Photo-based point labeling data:
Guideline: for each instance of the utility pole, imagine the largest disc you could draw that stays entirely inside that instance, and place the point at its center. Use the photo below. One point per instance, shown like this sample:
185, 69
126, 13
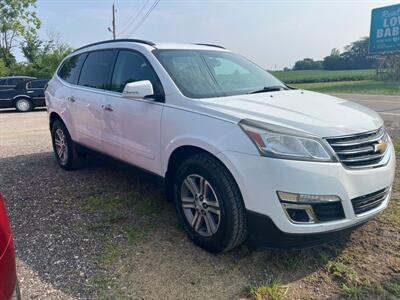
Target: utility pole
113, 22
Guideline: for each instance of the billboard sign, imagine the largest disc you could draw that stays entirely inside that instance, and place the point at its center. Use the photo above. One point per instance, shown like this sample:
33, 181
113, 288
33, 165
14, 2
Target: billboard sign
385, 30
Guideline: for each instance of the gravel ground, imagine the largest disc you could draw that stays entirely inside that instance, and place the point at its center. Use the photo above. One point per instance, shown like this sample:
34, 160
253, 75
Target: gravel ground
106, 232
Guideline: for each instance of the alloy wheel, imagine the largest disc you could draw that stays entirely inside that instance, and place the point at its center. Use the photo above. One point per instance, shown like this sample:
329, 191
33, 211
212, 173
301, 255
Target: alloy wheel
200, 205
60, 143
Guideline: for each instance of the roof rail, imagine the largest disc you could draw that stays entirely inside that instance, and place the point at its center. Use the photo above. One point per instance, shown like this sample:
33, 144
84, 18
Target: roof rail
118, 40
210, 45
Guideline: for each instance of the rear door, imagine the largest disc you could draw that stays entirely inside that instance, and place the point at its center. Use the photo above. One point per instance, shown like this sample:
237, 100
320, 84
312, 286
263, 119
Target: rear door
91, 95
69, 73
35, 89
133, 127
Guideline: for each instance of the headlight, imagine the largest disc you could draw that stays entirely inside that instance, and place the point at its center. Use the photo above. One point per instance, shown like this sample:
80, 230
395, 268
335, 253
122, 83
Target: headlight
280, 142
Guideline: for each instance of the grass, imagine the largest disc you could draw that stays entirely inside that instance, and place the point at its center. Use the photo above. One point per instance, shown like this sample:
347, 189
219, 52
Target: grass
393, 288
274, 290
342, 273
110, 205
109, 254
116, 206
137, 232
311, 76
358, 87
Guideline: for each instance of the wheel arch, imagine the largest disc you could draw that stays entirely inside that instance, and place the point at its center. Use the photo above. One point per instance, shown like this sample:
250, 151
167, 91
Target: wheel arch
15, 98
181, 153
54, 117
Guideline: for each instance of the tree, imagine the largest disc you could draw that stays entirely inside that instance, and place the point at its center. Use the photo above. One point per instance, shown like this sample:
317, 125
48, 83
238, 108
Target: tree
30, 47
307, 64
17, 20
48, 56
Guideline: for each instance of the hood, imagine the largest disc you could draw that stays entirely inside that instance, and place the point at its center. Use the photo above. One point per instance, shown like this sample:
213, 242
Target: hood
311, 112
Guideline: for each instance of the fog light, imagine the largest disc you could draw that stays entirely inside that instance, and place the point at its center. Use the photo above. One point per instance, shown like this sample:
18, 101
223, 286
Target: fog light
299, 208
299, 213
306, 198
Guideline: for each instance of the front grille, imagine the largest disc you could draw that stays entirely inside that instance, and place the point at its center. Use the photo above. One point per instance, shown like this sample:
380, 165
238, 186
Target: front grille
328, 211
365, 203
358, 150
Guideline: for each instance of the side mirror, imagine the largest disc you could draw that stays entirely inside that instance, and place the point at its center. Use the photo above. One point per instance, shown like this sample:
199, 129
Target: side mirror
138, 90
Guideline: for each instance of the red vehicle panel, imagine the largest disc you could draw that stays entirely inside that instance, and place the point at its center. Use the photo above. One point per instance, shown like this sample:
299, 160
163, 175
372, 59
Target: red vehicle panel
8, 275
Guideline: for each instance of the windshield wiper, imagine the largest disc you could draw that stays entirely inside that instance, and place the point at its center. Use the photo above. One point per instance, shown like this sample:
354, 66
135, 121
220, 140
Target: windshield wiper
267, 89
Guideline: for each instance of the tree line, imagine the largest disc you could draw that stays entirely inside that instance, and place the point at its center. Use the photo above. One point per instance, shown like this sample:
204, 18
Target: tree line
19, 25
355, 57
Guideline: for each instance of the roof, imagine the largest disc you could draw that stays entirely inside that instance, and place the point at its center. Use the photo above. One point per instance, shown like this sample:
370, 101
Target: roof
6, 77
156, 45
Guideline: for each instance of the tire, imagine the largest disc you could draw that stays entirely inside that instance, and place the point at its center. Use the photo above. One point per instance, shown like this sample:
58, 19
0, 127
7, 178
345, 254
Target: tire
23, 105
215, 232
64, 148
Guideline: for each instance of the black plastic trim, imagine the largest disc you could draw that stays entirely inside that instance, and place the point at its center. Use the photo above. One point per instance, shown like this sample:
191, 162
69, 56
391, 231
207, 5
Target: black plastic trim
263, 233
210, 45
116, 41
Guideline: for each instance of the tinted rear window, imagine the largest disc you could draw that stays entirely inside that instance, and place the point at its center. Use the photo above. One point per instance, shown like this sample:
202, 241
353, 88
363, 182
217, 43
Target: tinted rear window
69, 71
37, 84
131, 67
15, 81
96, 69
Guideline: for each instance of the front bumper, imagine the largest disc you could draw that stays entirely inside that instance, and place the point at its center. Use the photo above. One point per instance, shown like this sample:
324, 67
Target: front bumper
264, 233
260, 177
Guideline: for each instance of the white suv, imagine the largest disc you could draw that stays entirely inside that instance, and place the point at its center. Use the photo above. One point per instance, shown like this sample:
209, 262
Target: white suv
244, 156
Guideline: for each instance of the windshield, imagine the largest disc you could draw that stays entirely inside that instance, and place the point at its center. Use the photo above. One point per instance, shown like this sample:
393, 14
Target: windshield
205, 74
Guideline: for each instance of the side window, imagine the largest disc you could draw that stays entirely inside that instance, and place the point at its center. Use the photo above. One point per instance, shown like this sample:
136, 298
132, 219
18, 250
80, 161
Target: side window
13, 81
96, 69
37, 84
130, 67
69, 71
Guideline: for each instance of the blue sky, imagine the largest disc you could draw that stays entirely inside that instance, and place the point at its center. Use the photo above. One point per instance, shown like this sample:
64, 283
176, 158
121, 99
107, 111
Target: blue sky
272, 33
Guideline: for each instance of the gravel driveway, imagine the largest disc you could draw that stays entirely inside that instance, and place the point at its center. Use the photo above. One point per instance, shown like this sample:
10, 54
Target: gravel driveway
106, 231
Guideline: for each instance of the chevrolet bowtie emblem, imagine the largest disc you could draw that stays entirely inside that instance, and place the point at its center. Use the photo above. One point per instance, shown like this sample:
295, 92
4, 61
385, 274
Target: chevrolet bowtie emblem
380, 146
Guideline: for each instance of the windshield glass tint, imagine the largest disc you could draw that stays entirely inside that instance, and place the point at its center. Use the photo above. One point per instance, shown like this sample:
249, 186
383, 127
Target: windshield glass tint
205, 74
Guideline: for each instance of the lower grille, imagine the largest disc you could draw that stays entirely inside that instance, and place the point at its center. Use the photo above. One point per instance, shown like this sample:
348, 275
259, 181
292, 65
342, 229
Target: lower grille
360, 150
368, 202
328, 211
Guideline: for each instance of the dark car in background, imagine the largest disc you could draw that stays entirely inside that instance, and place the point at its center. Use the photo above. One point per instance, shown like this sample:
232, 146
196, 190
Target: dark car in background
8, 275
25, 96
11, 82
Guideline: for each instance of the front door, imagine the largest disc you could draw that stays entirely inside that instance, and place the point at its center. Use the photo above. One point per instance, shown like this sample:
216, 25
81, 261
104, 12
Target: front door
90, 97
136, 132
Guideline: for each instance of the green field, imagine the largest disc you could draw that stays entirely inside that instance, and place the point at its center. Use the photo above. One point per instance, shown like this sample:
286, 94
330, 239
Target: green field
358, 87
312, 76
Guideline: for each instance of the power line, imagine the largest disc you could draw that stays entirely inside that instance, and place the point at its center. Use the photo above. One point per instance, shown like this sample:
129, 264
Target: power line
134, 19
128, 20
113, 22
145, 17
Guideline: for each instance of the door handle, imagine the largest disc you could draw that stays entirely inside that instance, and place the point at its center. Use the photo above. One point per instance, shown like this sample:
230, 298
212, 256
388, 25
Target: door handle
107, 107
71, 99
==
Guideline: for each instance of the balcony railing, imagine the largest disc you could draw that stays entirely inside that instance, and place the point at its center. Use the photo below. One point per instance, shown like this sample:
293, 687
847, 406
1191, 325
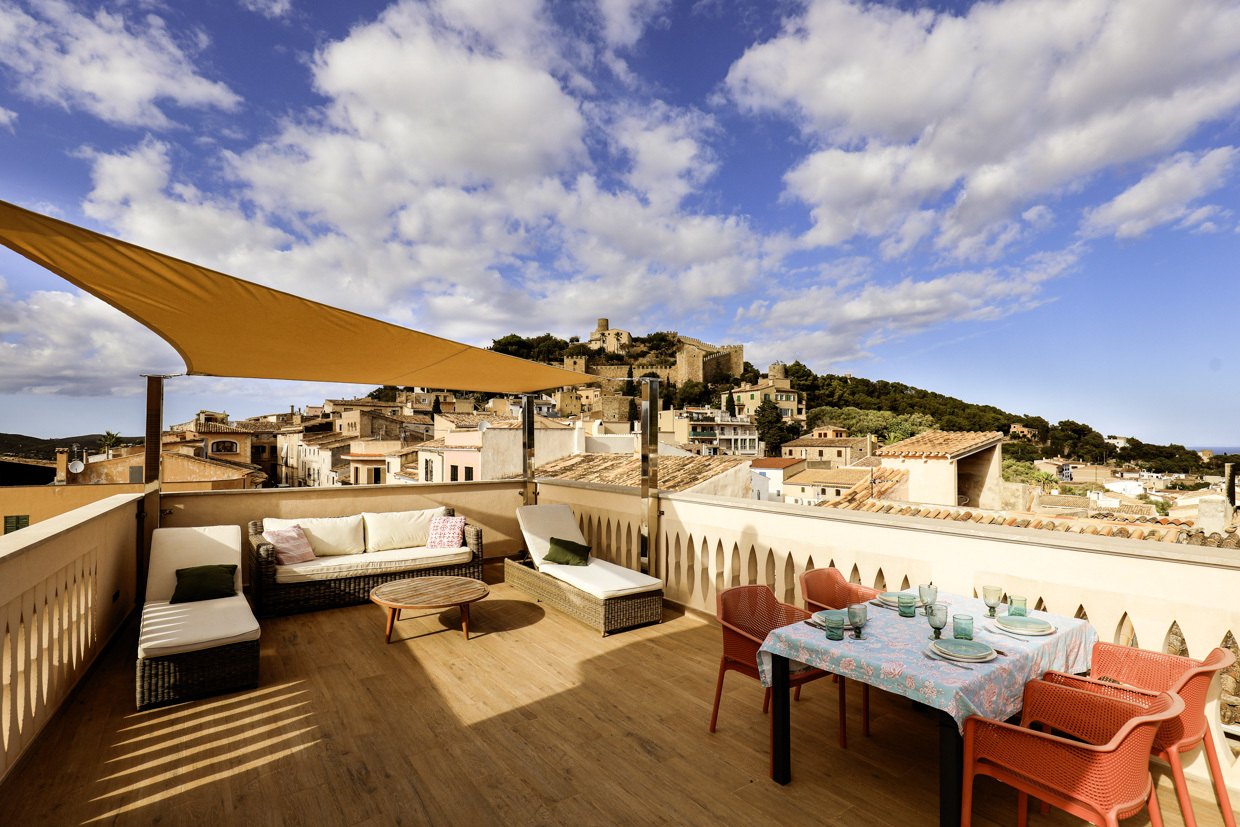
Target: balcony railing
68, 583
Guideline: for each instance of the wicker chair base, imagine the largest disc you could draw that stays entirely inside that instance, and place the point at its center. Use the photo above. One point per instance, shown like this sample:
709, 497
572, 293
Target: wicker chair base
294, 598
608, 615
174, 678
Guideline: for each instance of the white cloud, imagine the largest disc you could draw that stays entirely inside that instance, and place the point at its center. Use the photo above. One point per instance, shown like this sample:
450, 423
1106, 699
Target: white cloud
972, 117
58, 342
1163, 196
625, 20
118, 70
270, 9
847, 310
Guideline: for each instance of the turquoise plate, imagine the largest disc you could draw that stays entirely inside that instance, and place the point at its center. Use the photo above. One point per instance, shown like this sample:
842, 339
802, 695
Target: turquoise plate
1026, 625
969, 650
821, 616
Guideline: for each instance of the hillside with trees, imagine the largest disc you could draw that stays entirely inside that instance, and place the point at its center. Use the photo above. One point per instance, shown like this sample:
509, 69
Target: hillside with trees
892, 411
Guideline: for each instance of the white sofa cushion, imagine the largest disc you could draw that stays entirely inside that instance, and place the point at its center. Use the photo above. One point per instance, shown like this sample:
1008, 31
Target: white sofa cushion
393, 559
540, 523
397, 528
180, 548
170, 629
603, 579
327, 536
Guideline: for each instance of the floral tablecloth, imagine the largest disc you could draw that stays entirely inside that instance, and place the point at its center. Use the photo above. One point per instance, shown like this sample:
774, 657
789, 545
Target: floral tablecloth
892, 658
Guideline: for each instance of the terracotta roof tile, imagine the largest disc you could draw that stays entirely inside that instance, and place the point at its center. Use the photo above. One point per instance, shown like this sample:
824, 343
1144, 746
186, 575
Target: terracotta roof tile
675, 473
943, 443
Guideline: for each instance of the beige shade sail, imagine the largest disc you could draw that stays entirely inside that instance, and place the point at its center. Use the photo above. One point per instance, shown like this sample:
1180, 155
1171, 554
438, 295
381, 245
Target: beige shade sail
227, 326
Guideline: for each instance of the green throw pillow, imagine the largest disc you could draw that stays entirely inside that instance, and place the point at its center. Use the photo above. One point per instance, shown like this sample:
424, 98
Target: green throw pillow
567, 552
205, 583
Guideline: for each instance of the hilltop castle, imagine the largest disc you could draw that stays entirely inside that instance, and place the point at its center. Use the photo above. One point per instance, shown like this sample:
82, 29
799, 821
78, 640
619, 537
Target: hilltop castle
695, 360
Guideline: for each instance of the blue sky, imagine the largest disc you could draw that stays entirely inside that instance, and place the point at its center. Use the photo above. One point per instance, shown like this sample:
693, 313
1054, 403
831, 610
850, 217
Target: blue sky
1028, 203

Do this: Return each line from the listing above that contains the string "grass".

Task solution:
Guideline: for each instance of the grass, imagine the largest disc you could draw that stays entirely inside that instance, and place the point at its center. Use the photo above. One point per instance, shown like this sample:
Target: grass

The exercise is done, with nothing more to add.